> What you have to do
From the line that contains "of the body-mounted" to the last line of the records below, copy everything exactly, both ends included.

> Data in this exercise

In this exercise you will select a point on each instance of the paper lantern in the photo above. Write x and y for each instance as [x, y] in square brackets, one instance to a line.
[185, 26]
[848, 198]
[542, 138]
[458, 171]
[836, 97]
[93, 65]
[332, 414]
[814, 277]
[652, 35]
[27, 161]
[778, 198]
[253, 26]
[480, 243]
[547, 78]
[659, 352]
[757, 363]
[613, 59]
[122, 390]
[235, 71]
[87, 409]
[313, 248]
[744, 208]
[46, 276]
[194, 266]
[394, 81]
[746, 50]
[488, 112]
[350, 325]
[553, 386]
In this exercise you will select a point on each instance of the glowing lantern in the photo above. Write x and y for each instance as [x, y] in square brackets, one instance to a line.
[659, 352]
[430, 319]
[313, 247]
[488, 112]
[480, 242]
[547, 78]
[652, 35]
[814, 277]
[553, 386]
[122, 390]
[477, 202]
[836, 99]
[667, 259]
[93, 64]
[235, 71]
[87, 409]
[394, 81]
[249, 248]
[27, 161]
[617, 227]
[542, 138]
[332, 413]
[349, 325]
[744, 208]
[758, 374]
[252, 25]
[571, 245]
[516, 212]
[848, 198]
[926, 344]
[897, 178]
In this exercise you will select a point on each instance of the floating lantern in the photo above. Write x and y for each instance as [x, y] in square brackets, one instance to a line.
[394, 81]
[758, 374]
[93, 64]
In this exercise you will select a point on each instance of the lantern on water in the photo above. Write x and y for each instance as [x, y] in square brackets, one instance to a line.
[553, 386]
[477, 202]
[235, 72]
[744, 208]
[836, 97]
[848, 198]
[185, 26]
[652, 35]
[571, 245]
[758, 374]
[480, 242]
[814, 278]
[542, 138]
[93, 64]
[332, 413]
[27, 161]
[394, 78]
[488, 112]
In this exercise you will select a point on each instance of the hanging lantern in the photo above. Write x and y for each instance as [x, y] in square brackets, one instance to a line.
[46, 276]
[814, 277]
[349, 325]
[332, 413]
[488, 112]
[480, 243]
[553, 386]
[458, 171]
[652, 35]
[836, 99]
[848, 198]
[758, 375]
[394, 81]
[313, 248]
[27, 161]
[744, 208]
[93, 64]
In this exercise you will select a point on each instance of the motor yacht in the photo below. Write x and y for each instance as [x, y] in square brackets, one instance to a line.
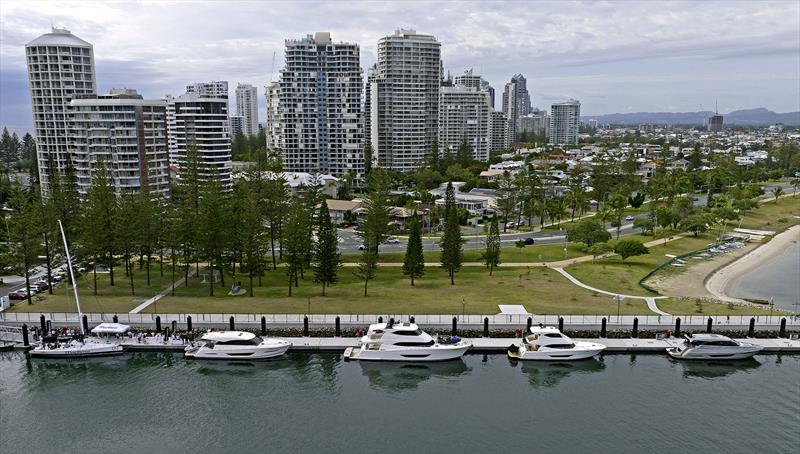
[236, 345]
[550, 344]
[707, 346]
[406, 342]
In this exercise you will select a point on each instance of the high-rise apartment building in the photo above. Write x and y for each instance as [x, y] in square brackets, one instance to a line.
[200, 117]
[404, 99]
[129, 132]
[498, 131]
[315, 118]
[516, 103]
[564, 122]
[60, 67]
[247, 108]
[464, 114]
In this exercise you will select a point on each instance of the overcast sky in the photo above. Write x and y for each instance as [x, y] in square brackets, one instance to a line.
[627, 56]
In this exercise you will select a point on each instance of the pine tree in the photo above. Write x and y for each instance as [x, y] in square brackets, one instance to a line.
[326, 255]
[491, 256]
[414, 260]
[451, 243]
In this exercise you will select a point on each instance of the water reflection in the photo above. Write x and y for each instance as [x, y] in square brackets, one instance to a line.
[550, 373]
[396, 377]
[717, 369]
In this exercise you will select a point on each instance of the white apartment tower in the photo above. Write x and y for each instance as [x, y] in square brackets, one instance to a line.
[129, 132]
[404, 99]
[247, 108]
[564, 122]
[516, 103]
[465, 113]
[200, 117]
[60, 66]
[315, 109]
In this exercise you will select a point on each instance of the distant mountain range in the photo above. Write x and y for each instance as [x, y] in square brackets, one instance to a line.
[747, 117]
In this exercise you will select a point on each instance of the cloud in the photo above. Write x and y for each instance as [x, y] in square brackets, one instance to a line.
[603, 52]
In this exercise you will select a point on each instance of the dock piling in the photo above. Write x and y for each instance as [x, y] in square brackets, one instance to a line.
[25, 341]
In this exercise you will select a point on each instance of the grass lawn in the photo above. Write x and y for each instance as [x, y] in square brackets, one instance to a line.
[108, 299]
[534, 253]
[540, 290]
[685, 307]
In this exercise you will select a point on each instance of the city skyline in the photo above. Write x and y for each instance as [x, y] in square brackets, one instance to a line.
[636, 57]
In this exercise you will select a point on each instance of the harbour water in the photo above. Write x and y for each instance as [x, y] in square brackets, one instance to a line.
[160, 402]
[777, 278]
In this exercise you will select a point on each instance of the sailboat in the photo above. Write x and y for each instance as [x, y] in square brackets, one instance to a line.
[80, 346]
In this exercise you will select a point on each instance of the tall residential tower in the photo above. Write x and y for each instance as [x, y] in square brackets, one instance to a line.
[314, 111]
[60, 67]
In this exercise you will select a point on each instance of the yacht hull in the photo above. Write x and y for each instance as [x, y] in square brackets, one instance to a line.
[582, 350]
[239, 352]
[418, 354]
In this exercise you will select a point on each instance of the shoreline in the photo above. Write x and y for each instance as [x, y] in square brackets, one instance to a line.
[720, 282]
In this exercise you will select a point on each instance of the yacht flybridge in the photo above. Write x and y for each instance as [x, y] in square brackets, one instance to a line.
[550, 344]
[405, 342]
[79, 346]
[236, 345]
[712, 346]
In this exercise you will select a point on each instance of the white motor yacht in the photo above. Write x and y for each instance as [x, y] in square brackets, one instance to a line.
[712, 346]
[406, 342]
[236, 345]
[550, 344]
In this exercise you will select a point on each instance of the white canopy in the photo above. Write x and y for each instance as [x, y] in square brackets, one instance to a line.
[110, 328]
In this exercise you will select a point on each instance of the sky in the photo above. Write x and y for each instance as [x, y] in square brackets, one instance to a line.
[613, 56]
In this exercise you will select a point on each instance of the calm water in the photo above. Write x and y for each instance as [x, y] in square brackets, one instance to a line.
[776, 278]
[150, 402]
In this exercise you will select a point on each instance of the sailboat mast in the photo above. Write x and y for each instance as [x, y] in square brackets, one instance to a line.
[72, 276]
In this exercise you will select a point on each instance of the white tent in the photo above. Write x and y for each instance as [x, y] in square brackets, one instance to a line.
[110, 328]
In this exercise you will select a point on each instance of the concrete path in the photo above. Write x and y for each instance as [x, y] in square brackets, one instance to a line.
[651, 300]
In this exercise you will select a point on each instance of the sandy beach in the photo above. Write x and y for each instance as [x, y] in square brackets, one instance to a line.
[719, 283]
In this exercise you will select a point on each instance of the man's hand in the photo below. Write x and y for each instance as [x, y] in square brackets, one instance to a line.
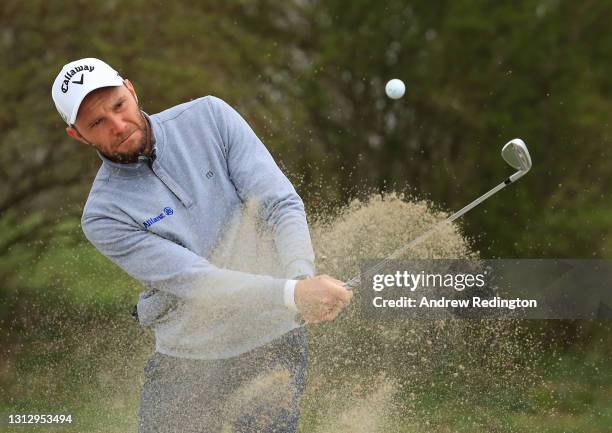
[321, 298]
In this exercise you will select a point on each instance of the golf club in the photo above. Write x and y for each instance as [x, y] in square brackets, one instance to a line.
[514, 152]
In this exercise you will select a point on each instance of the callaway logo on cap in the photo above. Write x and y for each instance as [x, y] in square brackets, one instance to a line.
[76, 80]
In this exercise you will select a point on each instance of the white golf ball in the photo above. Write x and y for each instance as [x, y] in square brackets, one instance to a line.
[395, 88]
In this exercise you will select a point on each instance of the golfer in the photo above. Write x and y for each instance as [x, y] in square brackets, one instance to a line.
[163, 198]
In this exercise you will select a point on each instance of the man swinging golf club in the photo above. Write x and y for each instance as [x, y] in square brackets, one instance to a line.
[168, 185]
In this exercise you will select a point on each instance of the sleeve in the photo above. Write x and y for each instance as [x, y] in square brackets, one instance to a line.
[257, 177]
[164, 265]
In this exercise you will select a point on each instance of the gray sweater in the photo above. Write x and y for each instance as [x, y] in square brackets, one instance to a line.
[160, 219]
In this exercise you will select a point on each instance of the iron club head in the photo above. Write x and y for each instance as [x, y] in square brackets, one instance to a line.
[516, 154]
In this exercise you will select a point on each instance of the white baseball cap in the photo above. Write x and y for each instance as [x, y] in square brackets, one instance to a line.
[76, 80]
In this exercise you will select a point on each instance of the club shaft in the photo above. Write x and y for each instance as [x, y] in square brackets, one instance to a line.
[356, 280]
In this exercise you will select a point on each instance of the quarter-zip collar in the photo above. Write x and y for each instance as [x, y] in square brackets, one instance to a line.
[145, 166]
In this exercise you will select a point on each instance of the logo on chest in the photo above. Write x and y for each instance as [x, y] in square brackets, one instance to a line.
[166, 213]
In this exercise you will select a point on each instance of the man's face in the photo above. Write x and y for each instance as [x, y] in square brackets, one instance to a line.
[110, 120]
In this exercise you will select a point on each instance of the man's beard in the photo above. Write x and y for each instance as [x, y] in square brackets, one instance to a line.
[129, 157]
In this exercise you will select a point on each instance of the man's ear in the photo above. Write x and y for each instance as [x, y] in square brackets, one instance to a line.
[75, 134]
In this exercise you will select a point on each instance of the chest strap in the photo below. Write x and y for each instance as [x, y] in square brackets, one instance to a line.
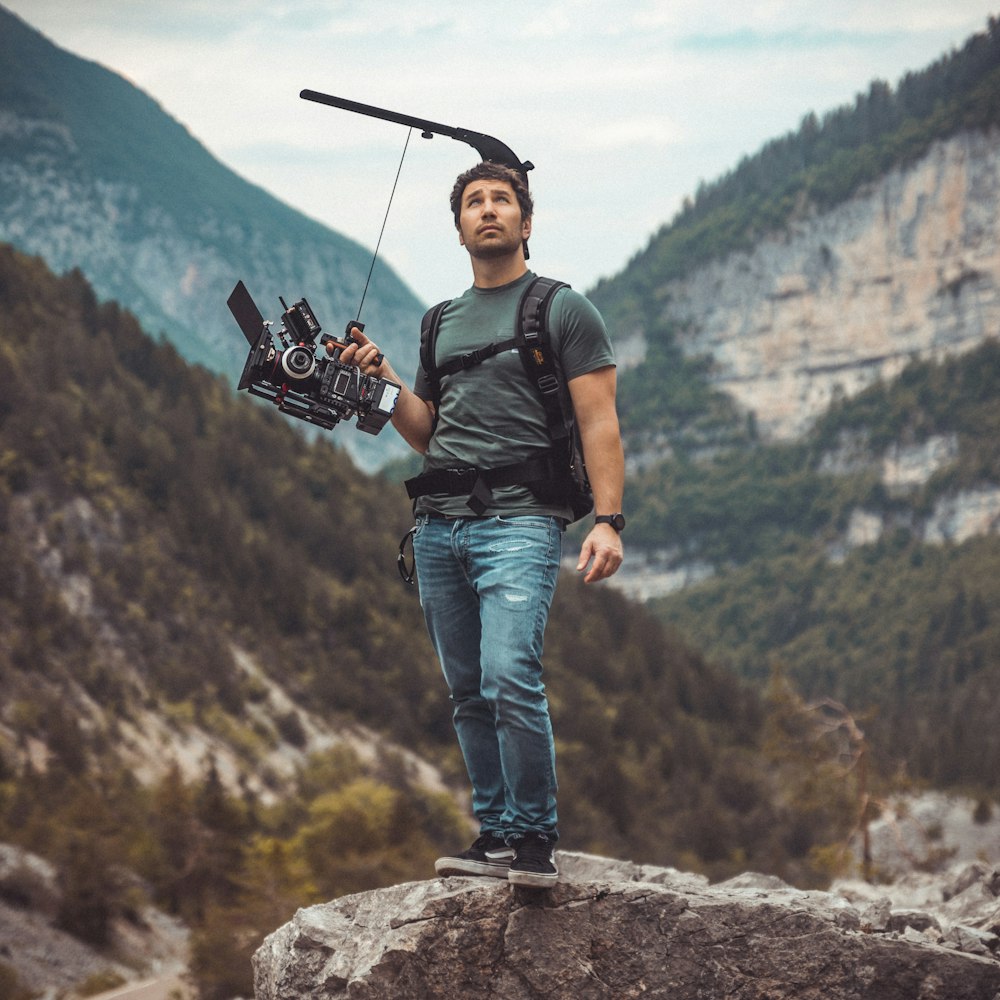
[478, 484]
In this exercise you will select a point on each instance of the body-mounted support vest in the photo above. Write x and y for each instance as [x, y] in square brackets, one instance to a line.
[555, 476]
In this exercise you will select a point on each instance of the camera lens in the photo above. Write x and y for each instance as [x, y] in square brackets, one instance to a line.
[298, 362]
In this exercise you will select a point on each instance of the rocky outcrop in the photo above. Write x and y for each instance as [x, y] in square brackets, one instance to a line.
[617, 930]
[909, 268]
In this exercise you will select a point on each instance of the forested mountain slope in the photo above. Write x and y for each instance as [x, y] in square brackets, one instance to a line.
[211, 673]
[95, 175]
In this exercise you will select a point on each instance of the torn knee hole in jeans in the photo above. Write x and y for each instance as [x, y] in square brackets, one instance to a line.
[516, 598]
[512, 545]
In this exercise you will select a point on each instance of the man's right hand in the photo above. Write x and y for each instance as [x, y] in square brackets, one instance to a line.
[363, 353]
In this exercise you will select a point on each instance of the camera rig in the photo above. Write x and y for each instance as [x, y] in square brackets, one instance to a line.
[304, 380]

> Answer area
In this exercise you will select a point on each instance of the body-mounted support vest in the photo above. Write x and y for each instance as [x, y] in square brackets, one instance to a line.
[555, 476]
In this exercise you will select a point on each instance of the camera lens in the photo above. Write x and y for each instance as [x, y] in square brackets, one instance to a line.
[298, 362]
In this exercise you will select a point on each instance of the rocky outcrop in the photo above. Write x and y for each instance as [x, y] in square brackets, one instance to a line.
[617, 930]
[909, 268]
In this exercise you will select a point on each instance of the forested mountain slope in the photo above. Write x and y for each instance as [x, y] in square brackets, one instance to a line.
[211, 673]
[95, 175]
In this exercise you will select a point on each instance of the torn knee hole in jeans in the photo above. Write x and y for each instance as [x, y] in square brackets, one instance to a line.
[516, 598]
[512, 545]
In this exercise you will select a point on each instance of the man's right hand in the photo above. Write x and y for each instance as [x, y] in square brackets, one instance to a line.
[363, 353]
In this exercise you will select a point on each instance of the camera rig in the photo above. Write x and y for each instance as [x, y] in square brackets, one instance to a line.
[304, 380]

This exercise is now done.